Text segment section start

When I was little, I remember seeing boys or men dig in a large drink machine filled with ice and many glass bottles of soft drinks.
They usually selected a Coca-Cola and bet on whose bottle was bottled the farthest away. The one bottle farthest away won and the loser had to pay for the nickel drink.
It was fun just to see where the drinks were bottled. And my first association with Hinesville was when I saw the name on the bottom of the green Coke bottle.
There was a Coke bottling plant in Darien down in McIntosh County in 1915. It stayed there four years and then moved to Hinesville in 1919 and became the Hinesville Coca-Cola Bottling Co.
The folks around here used to say that the reason the plant moved here was because of the excellent spring water that flowed near the plant. Some even claimed that you could taste the difference between a coke bottled here and one bottled in another area.
Mr. Jones was the plant manager from 1935-1944 and Jack Waller was manager from 1944-1956.
Barney Rocker, former chairman of the Liberty County School Board, worked in the Savannah bottling plant in 1942.  He took a break and served in the U.S. Navy for two and a half years during World War II.  Upon his return he resumed his position with the plant. He was transferred to the Hinesville plant in 1956 and served as plant manager until he retired in 1989.
Barney served many years on the board of education. He and his wife are still enjoying retirement in Hinesville.
Most of the employees were hired either from Liberty or surrounding counties.  The plant served Liberty, Long and McIntosh counties and parts of Bryan. The plant was in operation until 1991 when it was closed.

Text segment section end

Requirement:
Continue the piece about the Hinesville Coca-Cola bottling plant from its last sentence.

Records shown section start

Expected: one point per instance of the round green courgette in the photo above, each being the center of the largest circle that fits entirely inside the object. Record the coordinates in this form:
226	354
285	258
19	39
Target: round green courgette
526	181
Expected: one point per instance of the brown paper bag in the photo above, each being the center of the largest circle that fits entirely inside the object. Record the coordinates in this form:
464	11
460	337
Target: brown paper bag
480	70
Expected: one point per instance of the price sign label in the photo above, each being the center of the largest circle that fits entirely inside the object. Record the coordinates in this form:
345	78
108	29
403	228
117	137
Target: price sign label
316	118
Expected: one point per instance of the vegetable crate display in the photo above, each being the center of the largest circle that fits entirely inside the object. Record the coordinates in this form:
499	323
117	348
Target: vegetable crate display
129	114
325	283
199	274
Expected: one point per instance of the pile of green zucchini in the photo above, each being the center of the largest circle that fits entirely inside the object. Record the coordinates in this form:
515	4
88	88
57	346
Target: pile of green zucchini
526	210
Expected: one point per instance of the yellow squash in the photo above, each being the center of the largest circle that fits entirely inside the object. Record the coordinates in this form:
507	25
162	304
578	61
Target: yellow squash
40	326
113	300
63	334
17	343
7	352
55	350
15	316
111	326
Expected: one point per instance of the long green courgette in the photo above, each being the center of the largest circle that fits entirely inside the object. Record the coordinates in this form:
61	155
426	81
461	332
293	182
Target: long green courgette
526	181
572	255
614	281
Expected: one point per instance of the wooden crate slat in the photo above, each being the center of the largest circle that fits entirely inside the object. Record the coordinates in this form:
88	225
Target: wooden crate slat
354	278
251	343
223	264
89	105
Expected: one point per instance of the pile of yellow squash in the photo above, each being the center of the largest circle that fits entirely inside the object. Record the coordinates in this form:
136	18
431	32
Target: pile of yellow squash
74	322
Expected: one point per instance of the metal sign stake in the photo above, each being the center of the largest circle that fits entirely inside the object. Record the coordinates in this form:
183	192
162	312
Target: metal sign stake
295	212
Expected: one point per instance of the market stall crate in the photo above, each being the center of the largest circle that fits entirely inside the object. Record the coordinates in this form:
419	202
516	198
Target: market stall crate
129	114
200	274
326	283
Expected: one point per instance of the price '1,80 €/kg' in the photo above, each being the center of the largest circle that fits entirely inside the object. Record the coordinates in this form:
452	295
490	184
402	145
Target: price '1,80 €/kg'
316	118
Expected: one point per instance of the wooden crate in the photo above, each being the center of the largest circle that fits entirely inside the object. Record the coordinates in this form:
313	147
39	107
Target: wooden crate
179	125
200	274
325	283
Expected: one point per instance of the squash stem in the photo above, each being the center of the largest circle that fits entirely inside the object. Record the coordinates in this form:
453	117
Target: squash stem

Records shown section end

Answer area:
Shortly thereafter, The Hinesville Bank (now Heritage Bank) purchased the building and land for use as an operations center.  They have preserved the outside of the building.  This is one of the historic architectures in the city that is still standing beautifully and in use.
The beginning of the world's most well-known drink we know as Coca-Cola, was in Georgia. John S. Pemberton, born in Knoxville, Ga., was a commander in the Confederate Army under Gen. Joe Wheeler.  Later, in 1866, as a pharmacist in Atlanta, he created the first batch of Coke syrup by boiling a batch of herbs, coca leaves and kola nuts in a three-legged pot in his back yard.  He mixed the syrup with tap water and sold it in his drugstore as a non-alcoholic "nerve medicine."
One day a customer with an upset stomach specifically asked him to mix the syrup with fizzy water. Pemberton then realized Coke's potential as a soft drink.  He didn't live to see Coca-Cola become a success. His health began to fail shortly after he created the drink.  He sold the rights to Coke to some druggists for about $350. Pemberton died in 1888 from morphine addiction.
Asa Candler, one of the druggists, came from Villa Rica with $1.75 and later became mayor and millionaire.  Candler bought complete control of the company by 1891 for $2,300. He registered Coca-Cola as a trademark a few years later.
Candler gave most of his interest in the company to his family and in 1919 they sold it for $25 million.  The first Coke sold in a bottle was on March 12, 1894.  The first cans of Coke were sold in 1955.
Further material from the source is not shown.